-- Extract to read follows --

Yulia Skripal has said she feels lucky to have survived being poisoned and that she would one day like to return home to Russia.

Ms Skripal, who was poisoned in March in Salisbury along with her former spy dad, said: "We are so lucky to have both survived this attempted assassination. Our recovery has been slow and extremely painful."

Speaking from a secret location in London, where she is under police protection, she added: "As I try to come to terms with the devastating changes thrust upon me both physically and emotionally, I take one day at a time and want to help care for my dad until his full recovery.

"In the longer term, I hope to return home to my country."

UK government tests identified the deadly novichok nerve agent as the substance used on the Skripals. It is believed to have been put on the handle of Mr Skripal's front door.

"The fact that a nerve agent was used to do this is shocking. My life has been turned upside down," said Ms Skripal - who was appearing on camera for the first time since the attack and had a distinctive red scar on her neck.

She declined to go into specifics, but said the treatment necessary to save her life had been "invasive, painful and depressing".

The 33-year-old Russian and her father Sergei, a former Russian double agent who now lives in the UK, were found frothing at the mouth on a bench in Salisbury on 4 March.

Ms Skripal was on one of her regular visits to the UK to see her father.

The pair were in a coma for weeks after the attempt on their lives, and Sergei was only discharged from hospital on 18 May.

It was initially feared they could have suffered irreparable damage.

The incident sparked a massive police operation in Salisbury, as well as a diplomatic row that led to dozens of Russian diplomats being expelled from countries around the world.

The Russian government strongly denies Western claims that it was behind the poisoning and has offered to help the pair.

Ms Skripal said she was "grateful for the offers of assistance from the Russia embassy but at the moment I do not wish to avail myself of their services".

She added: "I want to reiterate what I said in my earlier statement, that no one speaks for me, or for my father but ourselves."

Russian foreign ministry spokeswoman Maria Zakharova responded to Ms Skripal's statement.

She told the Interfax news agency: "We want Yulia Skripal to know that there wasn't a day that went by that the Russian foreign ministry, the Russian embassy in London, did not try to arrange contact with her.

-- Extract to read concluded --
-- Dataset content follows --

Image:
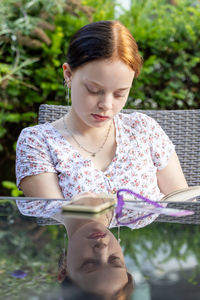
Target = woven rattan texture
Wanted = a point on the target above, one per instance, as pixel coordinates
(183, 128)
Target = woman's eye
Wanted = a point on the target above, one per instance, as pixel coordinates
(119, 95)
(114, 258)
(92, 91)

-- Dataset content concluded --
-- Dataset content follows --

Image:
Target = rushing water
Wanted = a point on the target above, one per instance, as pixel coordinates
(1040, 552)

-- Dataset content concluded --

# Required action
Write the next part of the news article about Yulia Skripal, picking up after its last sentence.

# Written answer
"With the main objective of ascertaining that she was not being held there against her will, that another person was not pretending to be her, and finding out about her condition and her father's condition from the source."

Ms Skripal also used her appearance in front of the camera to thank medical staff and the people who helped her and her father when they were found unresponsive on the bench.

"I am grateful to all of the wonderful, kind staff at Salisbury hospital, a place I have become all too familiar with," she said.

"I also think fondly of those who helped us on the street on the day of the attack."

:: 'Miracle' recovery: How Sergei and Yulia Skripal survived the novichok attack

Mr Skripal, 66, was arrested in 2004 by the Russian security service on suspicion of passing secrets to Britain's MI6 intelligence agency.

In 2006, he was sentenced to 13 years in jail but eventually settled in Salisbury after a 2010 spy swap that also saw 10 Russians sent back to their homeland from the US.

Detectives are believed to still be questioning him more than two months after the attack.

They are trying to piece together the Russian former double agent's life in retirement in Britain, as more details emerged of his recent activities.

They want to know more about his regular train journeys to London, his trips abroad, and his monthly meetings with his alleged former MI6 handler in a Salisbury restaurant.

It has been reported that Mr Skripal had been briefing intelligence agencies in the Czech Republic and Estonia on Russian spies and their methods, giving one lecture as recently as 2016.